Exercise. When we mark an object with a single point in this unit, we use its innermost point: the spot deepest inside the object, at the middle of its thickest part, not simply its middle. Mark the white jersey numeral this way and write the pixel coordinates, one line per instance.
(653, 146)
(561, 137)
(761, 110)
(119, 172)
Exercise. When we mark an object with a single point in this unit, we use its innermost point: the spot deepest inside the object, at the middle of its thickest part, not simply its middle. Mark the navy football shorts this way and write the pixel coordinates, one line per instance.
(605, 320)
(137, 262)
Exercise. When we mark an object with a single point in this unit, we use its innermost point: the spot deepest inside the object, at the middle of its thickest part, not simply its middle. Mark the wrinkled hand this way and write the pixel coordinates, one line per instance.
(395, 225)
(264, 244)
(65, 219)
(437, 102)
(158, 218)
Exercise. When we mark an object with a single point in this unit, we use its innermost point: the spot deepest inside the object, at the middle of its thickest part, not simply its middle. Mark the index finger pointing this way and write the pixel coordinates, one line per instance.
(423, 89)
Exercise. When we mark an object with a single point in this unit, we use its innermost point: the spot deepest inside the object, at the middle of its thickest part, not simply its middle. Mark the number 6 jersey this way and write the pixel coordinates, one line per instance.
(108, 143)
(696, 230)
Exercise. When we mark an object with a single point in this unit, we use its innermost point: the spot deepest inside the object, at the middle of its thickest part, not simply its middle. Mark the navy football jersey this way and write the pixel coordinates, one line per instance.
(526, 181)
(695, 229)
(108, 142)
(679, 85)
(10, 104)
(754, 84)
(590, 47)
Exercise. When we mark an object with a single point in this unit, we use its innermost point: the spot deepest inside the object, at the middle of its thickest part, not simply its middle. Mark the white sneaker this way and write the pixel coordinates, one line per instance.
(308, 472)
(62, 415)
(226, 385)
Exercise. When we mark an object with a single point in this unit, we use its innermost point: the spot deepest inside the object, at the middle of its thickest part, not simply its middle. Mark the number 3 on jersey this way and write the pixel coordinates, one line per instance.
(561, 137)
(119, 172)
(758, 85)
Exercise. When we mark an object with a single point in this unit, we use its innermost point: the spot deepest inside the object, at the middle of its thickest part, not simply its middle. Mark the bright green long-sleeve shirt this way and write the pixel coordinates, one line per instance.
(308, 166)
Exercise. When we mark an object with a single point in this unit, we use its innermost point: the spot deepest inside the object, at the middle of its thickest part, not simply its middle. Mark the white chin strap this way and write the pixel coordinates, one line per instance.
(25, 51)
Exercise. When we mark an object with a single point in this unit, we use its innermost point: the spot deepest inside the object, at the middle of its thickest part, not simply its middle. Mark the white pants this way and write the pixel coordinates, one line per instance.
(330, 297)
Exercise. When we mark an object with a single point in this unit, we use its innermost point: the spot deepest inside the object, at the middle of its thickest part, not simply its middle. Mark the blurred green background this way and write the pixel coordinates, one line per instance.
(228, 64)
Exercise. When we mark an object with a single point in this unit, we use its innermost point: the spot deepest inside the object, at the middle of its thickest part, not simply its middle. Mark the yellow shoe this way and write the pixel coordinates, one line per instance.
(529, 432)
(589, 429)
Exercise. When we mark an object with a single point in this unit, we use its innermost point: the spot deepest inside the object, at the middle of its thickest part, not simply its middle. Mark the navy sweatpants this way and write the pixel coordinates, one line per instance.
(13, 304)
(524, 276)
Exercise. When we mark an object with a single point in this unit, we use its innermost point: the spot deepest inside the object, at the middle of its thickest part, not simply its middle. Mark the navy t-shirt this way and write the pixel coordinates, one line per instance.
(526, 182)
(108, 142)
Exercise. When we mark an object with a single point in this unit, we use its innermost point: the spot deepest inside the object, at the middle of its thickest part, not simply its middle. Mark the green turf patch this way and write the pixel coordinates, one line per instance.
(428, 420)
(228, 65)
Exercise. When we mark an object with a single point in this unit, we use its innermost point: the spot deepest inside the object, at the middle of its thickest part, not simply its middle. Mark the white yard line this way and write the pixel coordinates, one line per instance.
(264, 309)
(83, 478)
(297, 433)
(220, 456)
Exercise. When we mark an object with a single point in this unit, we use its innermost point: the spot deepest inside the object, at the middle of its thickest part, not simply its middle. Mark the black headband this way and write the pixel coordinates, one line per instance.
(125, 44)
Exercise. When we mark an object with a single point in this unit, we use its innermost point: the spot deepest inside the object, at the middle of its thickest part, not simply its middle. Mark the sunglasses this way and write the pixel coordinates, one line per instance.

- - - - -

Would you write down every record again, exactly?

Exercise. When we mark an object with a single point in this unit, we use its innermost point: the spot deepest inside the object, at the middle of its thickest part, not simply its middle. Mark the white jersey numeral this way and write the pixel coordinates, one line per instance.
(653, 146)
(561, 137)
(761, 110)
(119, 172)
Exercise. When we mark an object with a single point in this unit, we use its innermost point: the spot deepest inside the object, at the middle of its thickest part, not simply its middle. Mark the navy football shorts this way and write the pixel coordinates, one line per instance.
(605, 320)
(137, 262)
Exercise. When we mark an object with a single point in this unit, we use its innermost point: the spot deepest inside the object, at the middle of its thickest part, not simply its middle. Mark the wrinkled hand this way and write the pixel coordinates, one line per instance.
(395, 225)
(264, 244)
(65, 219)
(437, 102)
(158, 218)
Exercise. When we mark an object with a single point in this unit, we use its innermost point: the spot deepest inside the object, at the middle of its thickest part, not simply its middle. Mark the index finger pointing this way and write the pixel coordinates, one line per instance.
(423, 89)
Exercise. When we mark an object with a single point in this unit, we use its innermost point: the spot deepest inside the object, at the middle of its thickest part, not simply its middle. Mark the number 6 jersey this way and write the pixel coordinates, one line per instance.
(108, 143)
(696, 230)
Exercise. When we mark an object with a single point in this unit, we use its innermost point: the spot deepest inside the object, at the middle of its thickest part, not simply its middle. Mark the navy football jersey this way and write the pixel coordinates, one line per instance.
(526, 181)
(695, 229)
(108, 142)
(679, 85)
(10, 104)
(754, 84)
(590, 47)
Exercise. When we mark an object with a single point in this unit, we use its innermost point: the spot deepest inside the object, at the middle of its thickest part, not simply its middle. Mark the white sneaker this way and write the pixel coordinates, one line per instance.
(308, 472)
(62, 415)
(226, 385)
Exercise. When we mark an object with a single point in this unit, we use its innermost point: the spot deepest inside the object, at the middle of its thickest part, not simply its middle. Mark the number 3 on jersey this way and write the pixel coordinates, one line per instance.
(561, 137)
(119, 172)
(758, 85)
Exercise. When we mark an object with a single point in this unit, we use its innermost point: the spot deepest inside the object, at the middle of its thickest part, not simply its middle. Mark the bright green long-sleeve shirt this way and write the pixel coordinates, one line per instance.
(308, 166)
Exercise. When we mark an object with a single point in this unit, we use its innermost point: the spot deepest inside the object, at the middle of its thickest part, not simply its middle. Mark the white chin strap this way and write the pixel coordinates, one line per instance.
(25, 51)
Exercise. When we mark an object with a single point in this unit, we use its innermost point: the spot deepest inside the object, at the middle of its thickest part, not simply its middle. Mark the white pants this way and write the pixel coordinates, one line per instance.
(330, 297)
Exercise. When we mark an object with a single point in this unit, we use its innermost point: the spot deepest inside the object, at the middle of its thickest part, not simply its middle. Mark the blurred green background this way and write the pixel coordinates, one line per instance.
(228, 64)
Exercise. When we mark an object with a single point in this unit, we use its innermost point: the spot deepest inside the object, at the middle of its thickest part, not simply its middle. Mark the yellow shoe this way and write the pixel coordinates, one line per instance.
(529, 432)
(589, 429)
Exercise. When we mark an object with a single point in this unit, we use its innermost point: the spot deepest inside the object, at the middle of its thickest part, not simply its middle. Mark the navy sweatpants this way and write the pixel coordinates, one line per instance.
(13, 304)
(524, 276)
Exercise. When we mark an object with a single point in this unit, we use its innermost point: the spot deepest inside the object, at the middle of its thickest part, not simply its middle. Mark the navy t-shirt this way and write the pixel coordinates, one line per instance.
(526, 182)
(108, 142)
Exercise. When we mark an object with a single point in this unit, we use its innermost point: the spot deepest inside the object, at the middle of its thickest part, not simply its middle. Mark the green turf patch this way and write the pixel coordinates, one line per instance.
(428, 420)
(228, 65)
Exercise. When we mark an object with a single point in this unit, we use its innermost point: the spot deepest inside the object, at the middle of its thickest part, not simply its middle. Mark the white yard line this way and write the pixel coordinates, one line per instance.
(264, 309)
(83, 478)
(297, 433)
(220, 456)
Exercise. When we mark an object with a single point in this unit, we use its innermost point: the spot deepest inside the object, at the middle of its thickest part, not simply its middle. Mark the black headband this way and write the pixel coordinates, one line per instance.
(125, 44)
Exercise. When we mark an object with a single point in this unit, we use its innermost point: the spot deepest inside the object, at the middle of its thickest part, not simply its middle. Mark the sunglasses this way and write the pixel coordinates, one line per instance.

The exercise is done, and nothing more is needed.